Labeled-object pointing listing
## start

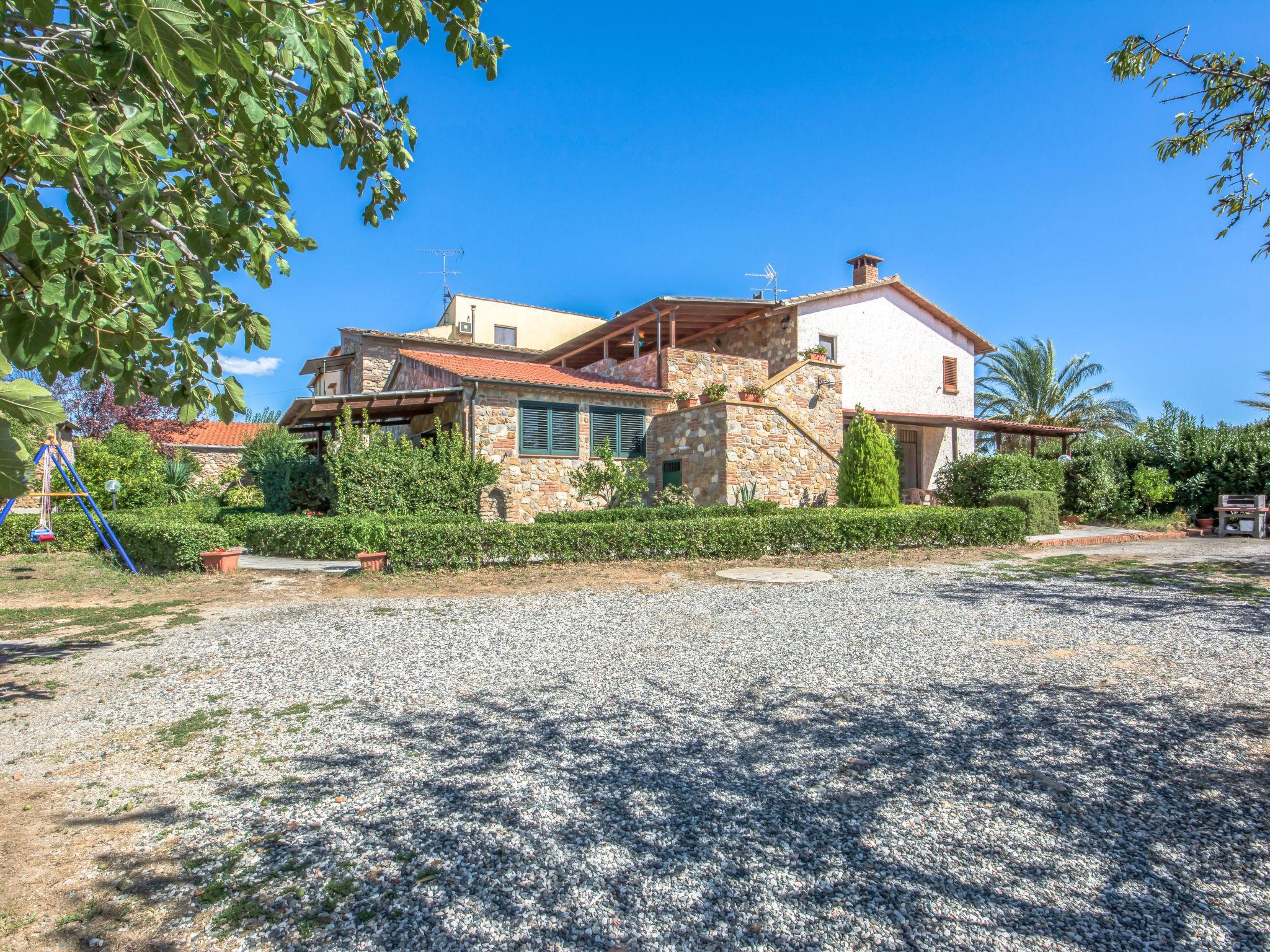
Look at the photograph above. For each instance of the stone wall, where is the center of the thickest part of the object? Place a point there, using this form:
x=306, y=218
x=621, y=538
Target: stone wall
x=375, y=359
x=695, y=437
x=762, y=339
x=768, y=450
x=215, y=461
x=810, y=392
x=693, y=371
x=643, y=371
x=730, y=443
x=538, y=484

## end

▸ Set problem: Output every line of the listing as a JSON list of strings, one string per line, skipping blank lines and leaving out the pictures.

▸ Task response:
[
  "Look at the photograph above. For each instance of the stone wall, where is the center of the thickest part of the object? Place a point there, using this form:",
  "x=306, y=218",
  "x=621, y=538",
  "Target: stone wall",
  "x=375, y=359",
  "x=695, y=437",
  "x=762, y=339",
  "x=768, y=450",
  "x=215, y=461",
  "x=810, y=392",
  "x=693, y=371",
  "x=643, y=371",
  "x=730, y=443",
  "x=538, y=484"
]